* _Selected excerpt_:

╔══

Saturday, January 27, 2024

Math History: The Secret Lives of Numbers (Kitagawa & Revell)

Kate Kitagawa & Timothy Revell. The Secret Lives of Numbers (2003) A history of mathematics taking all currently known mathematical texts into account. The Eurocentric view of mathematical development is shown to be egregiously wrong-headed. Miscellaneous theorems (and some proofs) were discovered or invented in many different places at many different times well before Euclid’s demonstration of the logical coherence of all mathematics. Algorithms for solving trade and other complicated problems ditto. The notation that freed European mathematicians to discover number theory was invented in India, and brought to Europe by Arabs. The need to plan planting and seed-time prompted the study of astronomy, which was perhaps the first science to be mathematised. Either it, or geometry, needed for land surveys. Formal mathematics is at least as old as writing.
     The history of mathematics is not even a winding road; it’s a maze of paths leading in all directions with surprising shortcuts, connections in unexpected places, and backtracking. What’s constant is that whenever possible mathematicians exchanged ideas and knowledge. Powerful rulers recognised the value of mathematics and other knowledge, and sponsored the collection of texts, and their study and collation by the best minds they could attract. And ever and again, barbarians with limited insight into anything beyond their immediate goals of getting treasure and women destroyed those collections. We owe a great debt to the scholars who preserved what knowledge they could and taught their students to do likewise.
     I think that Kitagawa and Revell deprecate Euclid’s achievement. True, pretty well every theorem he proved in his books, and many of the proofs themselves, were known before him. Compilations of all known mathematics were made centuries before him. But he seems to have been the first one to organise all known mathematics into a logical system, in which rules of inference applied to a handful of axioms, carefully defined, would connect all theorems. It is the critique and emulation of his methods that has led to new mathematics.

╚══

* _Information given_:
╔══

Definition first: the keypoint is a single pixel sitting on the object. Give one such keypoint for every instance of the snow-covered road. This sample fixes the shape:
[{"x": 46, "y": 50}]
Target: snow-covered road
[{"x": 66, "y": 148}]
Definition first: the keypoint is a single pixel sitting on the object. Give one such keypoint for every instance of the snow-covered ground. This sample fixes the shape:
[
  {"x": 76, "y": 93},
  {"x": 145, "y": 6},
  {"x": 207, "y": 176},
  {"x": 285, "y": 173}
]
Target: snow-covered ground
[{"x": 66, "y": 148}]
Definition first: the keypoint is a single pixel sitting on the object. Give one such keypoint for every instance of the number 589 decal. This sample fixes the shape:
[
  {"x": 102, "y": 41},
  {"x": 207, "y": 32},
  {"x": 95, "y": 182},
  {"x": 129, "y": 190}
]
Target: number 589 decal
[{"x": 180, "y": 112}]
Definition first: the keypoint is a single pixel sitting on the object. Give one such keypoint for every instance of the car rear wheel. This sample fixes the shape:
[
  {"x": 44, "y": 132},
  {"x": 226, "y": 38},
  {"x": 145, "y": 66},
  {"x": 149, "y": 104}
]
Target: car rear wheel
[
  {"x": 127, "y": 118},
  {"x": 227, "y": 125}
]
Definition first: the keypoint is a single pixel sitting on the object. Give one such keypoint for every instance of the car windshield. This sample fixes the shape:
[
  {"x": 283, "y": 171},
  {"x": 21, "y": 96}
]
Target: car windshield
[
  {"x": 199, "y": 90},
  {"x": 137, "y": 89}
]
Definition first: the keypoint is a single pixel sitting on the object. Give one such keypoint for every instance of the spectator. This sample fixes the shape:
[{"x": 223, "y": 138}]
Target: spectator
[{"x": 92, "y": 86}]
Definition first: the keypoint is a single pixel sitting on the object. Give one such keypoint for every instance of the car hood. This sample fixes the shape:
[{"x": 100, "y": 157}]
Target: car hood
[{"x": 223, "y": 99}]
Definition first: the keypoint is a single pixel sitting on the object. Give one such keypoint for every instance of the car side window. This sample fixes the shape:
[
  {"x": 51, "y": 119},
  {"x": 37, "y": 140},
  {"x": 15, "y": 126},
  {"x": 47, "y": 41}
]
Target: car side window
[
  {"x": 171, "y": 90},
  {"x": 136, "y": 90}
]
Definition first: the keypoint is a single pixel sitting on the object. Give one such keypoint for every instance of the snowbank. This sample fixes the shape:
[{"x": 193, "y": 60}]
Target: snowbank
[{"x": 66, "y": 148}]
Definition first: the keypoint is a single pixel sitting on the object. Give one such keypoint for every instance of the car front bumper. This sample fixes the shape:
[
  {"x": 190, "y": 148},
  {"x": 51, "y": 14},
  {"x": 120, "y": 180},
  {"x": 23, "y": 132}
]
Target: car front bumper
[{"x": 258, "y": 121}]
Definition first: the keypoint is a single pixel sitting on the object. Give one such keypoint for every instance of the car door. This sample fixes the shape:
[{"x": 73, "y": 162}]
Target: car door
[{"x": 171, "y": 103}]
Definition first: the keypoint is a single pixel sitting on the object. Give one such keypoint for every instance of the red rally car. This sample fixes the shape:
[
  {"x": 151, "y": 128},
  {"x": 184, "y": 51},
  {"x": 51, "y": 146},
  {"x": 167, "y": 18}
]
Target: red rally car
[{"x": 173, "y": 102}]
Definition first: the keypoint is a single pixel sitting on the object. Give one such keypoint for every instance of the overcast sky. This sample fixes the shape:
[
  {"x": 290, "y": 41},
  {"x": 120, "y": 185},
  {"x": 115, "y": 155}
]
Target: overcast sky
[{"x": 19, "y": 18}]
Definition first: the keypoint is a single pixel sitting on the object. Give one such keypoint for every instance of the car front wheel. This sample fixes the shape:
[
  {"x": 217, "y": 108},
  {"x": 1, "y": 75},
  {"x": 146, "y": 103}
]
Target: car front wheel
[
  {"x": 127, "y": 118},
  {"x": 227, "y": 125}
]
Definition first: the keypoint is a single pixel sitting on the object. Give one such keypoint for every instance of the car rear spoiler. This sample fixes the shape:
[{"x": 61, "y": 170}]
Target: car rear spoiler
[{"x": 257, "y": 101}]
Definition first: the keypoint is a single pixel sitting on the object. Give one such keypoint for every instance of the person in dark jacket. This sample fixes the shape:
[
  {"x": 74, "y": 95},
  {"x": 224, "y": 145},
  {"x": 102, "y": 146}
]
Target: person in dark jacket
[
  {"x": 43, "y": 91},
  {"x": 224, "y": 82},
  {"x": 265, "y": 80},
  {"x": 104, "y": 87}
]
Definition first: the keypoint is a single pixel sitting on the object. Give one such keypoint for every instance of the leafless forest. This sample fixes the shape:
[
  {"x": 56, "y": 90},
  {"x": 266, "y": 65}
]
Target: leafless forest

╚══

* _Task requirements_: Rewrite the passage of the review of The Secret Lives of Numbers that begins at "I think that" and ends with "to new mathematics.", changing "axioms" to "postulates".

* _Solution for this problem_:
I think that Kitagawa and Revell deprecate Euclid’s achievement. True, pretty well every theorem he proved in his books, and many of the proofs themselves, were known before him. Compilations of all known mathematics were made centuries before him. But he seems to have been the first one to organise all known mathematics into a logical system, in which rules of inference applied to a handful of postulates, carefully defined, would connect all theorems. It is the critique and emulation of his methods that has led to new mathematics.